### EXCERPTED TEXT
○ ○ ○ ○ ○ ○ ○
Re: [Lsf-pc] [LSF/MM TOPIC] Congestion

From: Mel Gorman <mgorman@techsingularity.net>
To: Dave Chinner <david@fromorbit.com>
Cc: Jan Kara <jack@suse.cz>, Michal Hocko <mhocko@kernel.org>,
	Matthew Wilcox <willy@infradead.org>,
	lsf-pc@lists.linux-foundation.org, linux-fsdevel@vger.kernel.org,
	linux-mm@kvack.org, Mel Gorman <mgorman@suse.de>
Subject: Re: [Lsf-pc] [LSF/MM TOPIC] Congestion
Date: Wed, 5 Feb 2020 16:05:51 +0000	[thread overview]
Message-ID: <20200205160551.GI3466@techsingularity.net> (raw)
In-Reply-To: <20200109230043.GS23195@dread.disaster.area>

This thread is ancient but I'm only getting to it now, to express an
interest in the general discussion as much as anything else.

On Fri, Jan 10, 2020 at 10:00:43AM +1100, Dave Chinner wrote:
> > I don't think so... So I think that to solve this
> > problem in a robust way, we need to provide a mechanism for slab shrinkers
> > to say something like "hang on, I can reclaim X objects you asked for but
> > it will take time, I'll signal to you when they are reclaimable". This way
> > we avoid blocking in the shrinker and can do more efficient async batched
> > reclaim and on mm side we have the freedom to either wait for slab reclaim
> > to progress (if this slab is fundamental to memory pressure) or just go try
> > reclaim something else. Of course, the devil is in the details :).
> 
> That's pretty much exactly what my non-blocking XFS inode reclaim
> patches do. It tries to scan, but when it can't make progress it
> sets a "need backoff" flag and defers the remaining work and expects
> the high level code to make a sensible back-off decision.
> 
> The problem is that the decision the high level code makes at the
> moment is not sensible - it is "back off for a bit, then increase
> the reclaim priority and reclaim from the page cache again. That;s
> what is driving the swap storms - inode reclaim says "back-off" and
> stops trying to do reclaim, and that causes the high level code to
> reclaim the page cache harder.
> 
> OTOH, if we *block in the inode shrinker* as we do now, then we
> don't increase reclaim priority (and hence the amount of page cache
> scanning) and so the reclaim algorithms don't drive deeply into
> swap-storm conditions.
> 
> That's the fundamental problem here - we need to throttle reclaim
> without *needing to restart the entire high level reclaim loop*.
> This is an architecture problem more than anything - node and memcg
> aware shrinkers outnumber the page cache LRU zones by a large
> number, but we can't throttle on individual shrinkers and wait for
> them to make progress like we can individual page LRU zone lists.
> Hence if we want to throttle an individual shrinker, the *only
> reliable option* we currently have is for the shrinker to block
> itself.
○ ○ ○ ○ ○ ○ ○
### WRITTEN EXERCISE
Using the congestion thread, explain in one to three sentences why blocking in the inode shrinker keeps reclaim out of swap-storm conditions.
○ ○ ○ ○ ○ ○ ○
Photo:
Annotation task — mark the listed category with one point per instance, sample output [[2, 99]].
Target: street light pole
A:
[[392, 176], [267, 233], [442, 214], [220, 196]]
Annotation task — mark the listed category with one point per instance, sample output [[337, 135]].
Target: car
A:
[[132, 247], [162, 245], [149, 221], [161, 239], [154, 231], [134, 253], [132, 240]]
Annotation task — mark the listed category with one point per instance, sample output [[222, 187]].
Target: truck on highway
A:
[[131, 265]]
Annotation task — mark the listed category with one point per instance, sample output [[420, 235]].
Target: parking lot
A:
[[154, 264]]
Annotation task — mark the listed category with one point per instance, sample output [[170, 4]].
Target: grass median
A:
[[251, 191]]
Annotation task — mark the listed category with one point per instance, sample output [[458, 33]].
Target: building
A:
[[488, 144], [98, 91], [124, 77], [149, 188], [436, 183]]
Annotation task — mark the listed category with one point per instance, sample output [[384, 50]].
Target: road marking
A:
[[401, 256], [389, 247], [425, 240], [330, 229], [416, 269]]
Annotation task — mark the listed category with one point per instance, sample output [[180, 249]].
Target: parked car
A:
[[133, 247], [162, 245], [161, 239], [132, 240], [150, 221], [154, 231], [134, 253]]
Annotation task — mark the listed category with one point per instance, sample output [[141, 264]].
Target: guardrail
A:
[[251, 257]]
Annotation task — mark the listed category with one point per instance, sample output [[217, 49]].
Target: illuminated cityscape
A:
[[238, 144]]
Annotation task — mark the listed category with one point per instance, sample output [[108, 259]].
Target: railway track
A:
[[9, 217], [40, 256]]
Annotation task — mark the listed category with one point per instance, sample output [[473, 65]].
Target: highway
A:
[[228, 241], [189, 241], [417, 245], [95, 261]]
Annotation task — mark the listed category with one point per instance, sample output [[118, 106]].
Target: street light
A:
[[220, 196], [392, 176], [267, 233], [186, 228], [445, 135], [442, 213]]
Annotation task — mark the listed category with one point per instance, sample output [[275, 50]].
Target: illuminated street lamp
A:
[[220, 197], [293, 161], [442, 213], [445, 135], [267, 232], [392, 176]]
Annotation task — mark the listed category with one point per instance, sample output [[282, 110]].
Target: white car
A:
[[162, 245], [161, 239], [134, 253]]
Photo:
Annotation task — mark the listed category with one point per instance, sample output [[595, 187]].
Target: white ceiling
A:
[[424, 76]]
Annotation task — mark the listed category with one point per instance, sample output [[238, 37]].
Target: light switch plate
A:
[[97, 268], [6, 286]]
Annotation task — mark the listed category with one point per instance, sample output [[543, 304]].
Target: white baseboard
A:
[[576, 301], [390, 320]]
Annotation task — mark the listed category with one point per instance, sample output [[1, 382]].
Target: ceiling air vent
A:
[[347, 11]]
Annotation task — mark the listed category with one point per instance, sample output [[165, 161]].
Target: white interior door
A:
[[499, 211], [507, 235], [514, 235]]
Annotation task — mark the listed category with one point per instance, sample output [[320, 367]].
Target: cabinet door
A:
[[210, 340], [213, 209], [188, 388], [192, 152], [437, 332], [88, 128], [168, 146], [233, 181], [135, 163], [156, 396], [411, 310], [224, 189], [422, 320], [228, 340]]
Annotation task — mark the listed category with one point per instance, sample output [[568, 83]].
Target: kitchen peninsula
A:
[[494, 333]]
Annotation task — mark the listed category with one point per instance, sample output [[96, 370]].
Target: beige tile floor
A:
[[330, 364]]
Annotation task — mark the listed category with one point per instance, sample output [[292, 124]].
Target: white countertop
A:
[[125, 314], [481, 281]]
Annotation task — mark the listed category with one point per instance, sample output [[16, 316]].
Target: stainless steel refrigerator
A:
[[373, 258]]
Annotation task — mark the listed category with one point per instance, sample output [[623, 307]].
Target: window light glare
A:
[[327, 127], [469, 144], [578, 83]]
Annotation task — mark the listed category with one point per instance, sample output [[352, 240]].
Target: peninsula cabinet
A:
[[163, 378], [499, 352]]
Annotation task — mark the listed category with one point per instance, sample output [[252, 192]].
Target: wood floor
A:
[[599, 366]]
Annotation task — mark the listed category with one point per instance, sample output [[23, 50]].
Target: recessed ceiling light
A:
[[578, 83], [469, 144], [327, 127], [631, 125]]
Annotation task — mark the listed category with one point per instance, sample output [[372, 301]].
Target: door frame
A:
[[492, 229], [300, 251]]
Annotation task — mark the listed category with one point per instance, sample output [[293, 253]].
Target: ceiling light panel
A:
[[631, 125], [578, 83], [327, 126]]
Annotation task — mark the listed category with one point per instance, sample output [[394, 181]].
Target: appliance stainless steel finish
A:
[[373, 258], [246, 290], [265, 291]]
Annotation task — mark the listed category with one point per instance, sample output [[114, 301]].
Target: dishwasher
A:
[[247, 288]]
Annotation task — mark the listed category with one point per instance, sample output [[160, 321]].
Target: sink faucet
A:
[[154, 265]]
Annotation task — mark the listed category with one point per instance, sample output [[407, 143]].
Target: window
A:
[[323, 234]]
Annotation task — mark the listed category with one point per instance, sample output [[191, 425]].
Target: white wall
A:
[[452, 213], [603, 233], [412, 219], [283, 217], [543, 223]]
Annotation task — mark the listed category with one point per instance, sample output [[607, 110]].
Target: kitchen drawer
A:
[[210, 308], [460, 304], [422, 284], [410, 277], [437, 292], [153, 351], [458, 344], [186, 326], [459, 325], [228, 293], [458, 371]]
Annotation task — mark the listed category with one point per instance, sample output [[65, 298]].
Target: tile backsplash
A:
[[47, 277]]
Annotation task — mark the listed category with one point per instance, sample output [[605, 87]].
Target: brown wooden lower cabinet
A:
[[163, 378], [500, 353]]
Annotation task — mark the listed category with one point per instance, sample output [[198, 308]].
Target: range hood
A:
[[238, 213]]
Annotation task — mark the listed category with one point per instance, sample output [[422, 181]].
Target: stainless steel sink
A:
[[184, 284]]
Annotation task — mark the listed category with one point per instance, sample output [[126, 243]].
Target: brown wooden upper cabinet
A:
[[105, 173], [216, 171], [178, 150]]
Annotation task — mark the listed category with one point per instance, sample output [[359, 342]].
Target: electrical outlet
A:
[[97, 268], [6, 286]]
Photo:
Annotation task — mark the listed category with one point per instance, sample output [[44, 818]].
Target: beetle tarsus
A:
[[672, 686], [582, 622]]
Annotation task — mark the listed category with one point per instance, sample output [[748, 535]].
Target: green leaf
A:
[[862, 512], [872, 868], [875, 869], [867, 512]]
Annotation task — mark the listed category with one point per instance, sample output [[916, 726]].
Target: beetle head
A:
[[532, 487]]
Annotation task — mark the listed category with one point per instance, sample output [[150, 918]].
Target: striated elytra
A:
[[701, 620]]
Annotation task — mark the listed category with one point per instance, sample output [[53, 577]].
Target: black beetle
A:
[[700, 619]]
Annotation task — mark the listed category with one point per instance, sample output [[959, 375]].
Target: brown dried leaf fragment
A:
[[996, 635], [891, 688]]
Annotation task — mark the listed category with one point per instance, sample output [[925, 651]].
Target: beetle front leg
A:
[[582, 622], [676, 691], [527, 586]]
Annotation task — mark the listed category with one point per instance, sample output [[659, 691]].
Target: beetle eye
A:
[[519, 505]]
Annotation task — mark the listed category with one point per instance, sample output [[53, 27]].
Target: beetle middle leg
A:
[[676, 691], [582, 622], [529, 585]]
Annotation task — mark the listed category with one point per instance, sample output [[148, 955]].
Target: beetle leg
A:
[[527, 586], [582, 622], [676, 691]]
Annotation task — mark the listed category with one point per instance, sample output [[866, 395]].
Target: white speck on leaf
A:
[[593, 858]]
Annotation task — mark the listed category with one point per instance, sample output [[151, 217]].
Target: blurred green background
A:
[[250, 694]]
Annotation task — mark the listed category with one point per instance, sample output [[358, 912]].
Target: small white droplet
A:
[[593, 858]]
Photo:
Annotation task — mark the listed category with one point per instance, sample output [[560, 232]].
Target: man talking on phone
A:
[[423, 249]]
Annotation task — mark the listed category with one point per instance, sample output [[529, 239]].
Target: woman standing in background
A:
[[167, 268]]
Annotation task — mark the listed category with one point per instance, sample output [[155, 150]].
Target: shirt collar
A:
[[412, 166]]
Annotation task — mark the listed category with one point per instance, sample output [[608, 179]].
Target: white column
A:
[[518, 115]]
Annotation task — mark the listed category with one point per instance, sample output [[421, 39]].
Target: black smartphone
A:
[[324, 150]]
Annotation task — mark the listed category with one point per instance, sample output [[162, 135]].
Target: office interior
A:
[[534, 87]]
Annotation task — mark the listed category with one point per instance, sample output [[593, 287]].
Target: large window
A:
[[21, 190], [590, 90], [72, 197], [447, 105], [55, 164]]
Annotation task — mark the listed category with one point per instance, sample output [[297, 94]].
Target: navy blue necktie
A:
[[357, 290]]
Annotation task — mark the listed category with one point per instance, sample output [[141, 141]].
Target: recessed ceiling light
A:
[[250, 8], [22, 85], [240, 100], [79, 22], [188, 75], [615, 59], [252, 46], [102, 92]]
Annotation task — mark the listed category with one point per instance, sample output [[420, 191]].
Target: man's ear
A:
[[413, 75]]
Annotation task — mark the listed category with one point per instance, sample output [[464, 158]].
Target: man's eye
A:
○ ○ ○ ○ ○ ○ ○
### ANSWER TO THIS PROBLEM
When the inode shrinker blocks, the high level code does not increase the reclaim priority, so the amount of page cache scanning does not grow. The reclaim algorithms therefore don't drive deeply into swap-storm conditions. By contrast, when inode reclaim says "back-off," the high level code reclaims the page cache harder.